### SOURCE PASSAGE
────────────────────
Pytorch call them “hooks”, we have been calling them “callbacks”.

pytorch hooks == callbacks

A minimal example,

model = get_cnn_model(data, nfs)
learn,run = get_runner(model, data, lr=0.5, cbs=cbfs)
# Global vars. We can use a Hook class to avoid this.
act_means = [[] for _ in model]
act_stds  = [[] for _ in model]

def append_stats(i, mod, inp, outp):
"""
A hook is attached to a layer, and needs to have a function that
takes three arguments: module, input, output. Here we store the
mean and std of the output in the correct position of our list.
"""
act_means[i].append(outp.data.mean())
act_stds [i].append(outp.data.std())

for i,m in enumerate(model):
# Check the pytorch doc for register_forward_hook() for more details
m.register_forward_hook(partial(append_stats, i))

run.fit(1, learn)
"""
────────────────────
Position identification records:
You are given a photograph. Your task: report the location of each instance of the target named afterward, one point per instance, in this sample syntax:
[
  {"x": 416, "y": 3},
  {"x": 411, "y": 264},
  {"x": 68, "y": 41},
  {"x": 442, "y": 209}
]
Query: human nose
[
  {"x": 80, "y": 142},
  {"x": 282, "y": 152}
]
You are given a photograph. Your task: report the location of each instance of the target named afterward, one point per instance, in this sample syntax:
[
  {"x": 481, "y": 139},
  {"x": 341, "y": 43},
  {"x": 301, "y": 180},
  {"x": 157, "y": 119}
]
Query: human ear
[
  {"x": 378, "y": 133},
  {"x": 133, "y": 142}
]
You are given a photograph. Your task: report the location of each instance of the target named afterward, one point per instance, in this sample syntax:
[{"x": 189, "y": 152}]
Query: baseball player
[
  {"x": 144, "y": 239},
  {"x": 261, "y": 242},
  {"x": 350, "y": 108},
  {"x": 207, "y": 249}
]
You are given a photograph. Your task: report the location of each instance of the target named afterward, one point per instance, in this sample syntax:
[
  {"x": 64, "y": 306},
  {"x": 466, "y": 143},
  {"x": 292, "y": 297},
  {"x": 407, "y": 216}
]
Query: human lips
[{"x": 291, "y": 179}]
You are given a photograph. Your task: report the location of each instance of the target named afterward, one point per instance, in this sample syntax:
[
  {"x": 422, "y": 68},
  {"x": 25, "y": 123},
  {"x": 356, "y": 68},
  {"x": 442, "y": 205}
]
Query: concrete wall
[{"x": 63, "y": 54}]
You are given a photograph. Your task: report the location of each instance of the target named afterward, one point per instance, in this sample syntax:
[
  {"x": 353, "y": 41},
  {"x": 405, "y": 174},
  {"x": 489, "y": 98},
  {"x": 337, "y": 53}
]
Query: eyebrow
────────────────────
### TASKS AND EXERCISES
- a) Return each line of the records that contains the string "Query". Match case exactly.
- b) Pick up the PyTorch hooks passage from the point where it stops, and continue writing it.
The PyTorch hooks passage and the records are separate material.

### TASK-BY-TASK RESULTS
- a)
Query: human nose
Query: human ear
Query: baseball player
Query: human lips
Query: concrete wall
Query: eyebrow

- b)
train: [2.2561553125, tensor(0.1835, device='cuda:0')]
valid: [2.00057578125, tensor(0.3186, device='cuda:0')]

(now act_means, act_stds are populated)
"""


Check the notebook’s section for the Hook class and Hooks class for better implementation.

Tip: When registered hooks, don’t forget to remove them when not needed, or you will run out of memory.

Use the hook with the with block like this:

for l in model:
if isinstance(l, nn.Sequential):
init.kaiming_normal_(l[0].weight)
l[0].bias.data.zero_()

with Hooks(model, append_stats) as hooks:
run.fit(2, learn)
fig,(ax0,ax1) = plt.subplots(1,2, figsize=(10,4))
for h in hooks:
ms,ss = h.stats
ax0.plot(ms[:10])
ax1.plot(ss[:10])
plt.legend(range(6));

fig,(ax0,ax1) = plt.subplots(1,2, figsize=(10,4))
for h in hooks:
ms,ss = h.stats
ax0.plot(ms)
ax1.plot(ss)
plt.legend(range(6));


Python tip: What the with block does is that, it calls the __exit__() method on the object, in this case hooks, after the block.

After using kaiming_normal_, we see that the rise and drop problem is fixed. But what we are really interested in is that, did many activations get super small? Were they nicely activated?

For that, we can add some more statistics into the hooks.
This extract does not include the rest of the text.